### [To do]
Rewrite every one of the following rows, replacing each occurrence of "lawn" with "yard" and leaving everything else unchanged.

■ ■ ■ ■

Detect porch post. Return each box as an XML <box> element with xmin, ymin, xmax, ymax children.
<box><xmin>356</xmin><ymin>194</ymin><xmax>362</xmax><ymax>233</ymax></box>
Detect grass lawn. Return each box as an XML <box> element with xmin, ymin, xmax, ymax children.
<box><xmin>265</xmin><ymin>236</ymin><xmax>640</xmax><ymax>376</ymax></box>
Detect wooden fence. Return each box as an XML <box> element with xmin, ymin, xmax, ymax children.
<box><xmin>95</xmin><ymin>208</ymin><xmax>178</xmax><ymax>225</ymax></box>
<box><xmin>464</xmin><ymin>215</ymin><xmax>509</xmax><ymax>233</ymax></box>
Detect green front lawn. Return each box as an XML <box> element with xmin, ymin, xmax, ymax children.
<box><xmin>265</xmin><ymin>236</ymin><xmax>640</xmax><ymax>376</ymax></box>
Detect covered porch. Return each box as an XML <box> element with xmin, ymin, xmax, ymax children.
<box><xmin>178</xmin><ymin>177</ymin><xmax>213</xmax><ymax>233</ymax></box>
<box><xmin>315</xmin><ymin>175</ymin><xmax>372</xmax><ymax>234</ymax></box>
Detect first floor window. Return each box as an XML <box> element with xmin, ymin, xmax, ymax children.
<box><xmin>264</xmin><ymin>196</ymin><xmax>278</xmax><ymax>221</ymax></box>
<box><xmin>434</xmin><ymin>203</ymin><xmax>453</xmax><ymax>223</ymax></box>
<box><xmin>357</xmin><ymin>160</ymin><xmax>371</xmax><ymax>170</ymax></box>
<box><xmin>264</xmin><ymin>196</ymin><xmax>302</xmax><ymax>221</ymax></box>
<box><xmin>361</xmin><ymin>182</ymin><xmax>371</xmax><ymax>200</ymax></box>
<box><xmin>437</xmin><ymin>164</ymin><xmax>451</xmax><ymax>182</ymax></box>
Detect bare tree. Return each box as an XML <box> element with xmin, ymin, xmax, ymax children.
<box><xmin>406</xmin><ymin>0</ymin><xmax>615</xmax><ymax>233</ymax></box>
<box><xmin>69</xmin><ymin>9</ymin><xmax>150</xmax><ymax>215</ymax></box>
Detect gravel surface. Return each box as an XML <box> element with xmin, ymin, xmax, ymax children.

■ ■ ■ ■

### [The result]
Detect porch post. Return each box as an XML <box> element with xmin, ymin, xmax, ymax children.
<box><xmin>356</xmin><ymin>194</ymin><xmax>362</xmax><ymax>233</ymax></box>
Detect grass yard. Return each box as an XML <box> element with xmin, ymin, xmax, ymax children.
<box><xmin>265</xmin><ymin>236</ymin><xmax>640</xmax><ymax>376</ymax></box>
Detect wooden fence. Return each box as an XML <box> element with xmin, ymin, xmax, ymax children.
<box><xmin>95</xmin><ymin>208</ymin><xmax>178</xmax><ymax>225</ymax></box>
<box><xmin>464</xmin><ymin>215</ymin><xmax>509</xmax><ymax>233</ymax></box>
Detect green front yard. Return each box as an XML <box> element with xmin, ymin, xmax, ymax children.
<box><xmin>265</xmin><ymin>236</ymin><xmax>640</xmax><ymax>376</ymax></box>
Detect covered porch. Return each box as an XML <box> element with xmin, ymin, xmax, ymax children.
<box><xmin>178</xmin><ymin>177</ymin><xmax>213</xmax><ymax>233</ymax></box>
<box><xmin>315</xmin><ymin>175</ymin><xmax>372</xmax><ymax>234</ymax></box>
Detect first floor window. Return each box as an XML <box> element with xmin, ymin, xmax, ymax children.
<box><xmin>264</xmin><ymin>196</ymin><xmax>278</xmax><ymax>221</ymax></box>
<box><xmin>434</xmin><ymin>203</ymin><xmax>453</xmax><ymax>223</ymax></box>
<box><xmin>357</xmin><ymin>160</ymin><xmax>371</xmax><ymax>170</ymax></box>
<box><xmin>264</xmin><ymin>196</ymin><xmax>302</xmax><ymax>221</ymax></box>
<box><xmin>361</xmin><ymin>182</ymin><xmax>371</xmax><ymax>200</ymax></box>
<box><xmin>437</xmin><ymin>164</ymin><xmax>451</xmax><ymax>182</ymax></box>
Detect bare tree. Return each box as an XML <box> element with xmin, ymin, xmax, ymax children.
<box><xmin>406</xmin><ymin>0</ymin><xmax>615</xmax><ymax>233</ymax></box>
<box><xmin>69</xmin><ymin>9</ymin><xmax>150</xmax><ymax>215</ymax></box>
Detect gravel surface. Return each box as an XML <box> element with xmin, ymin, xmax, ymax children.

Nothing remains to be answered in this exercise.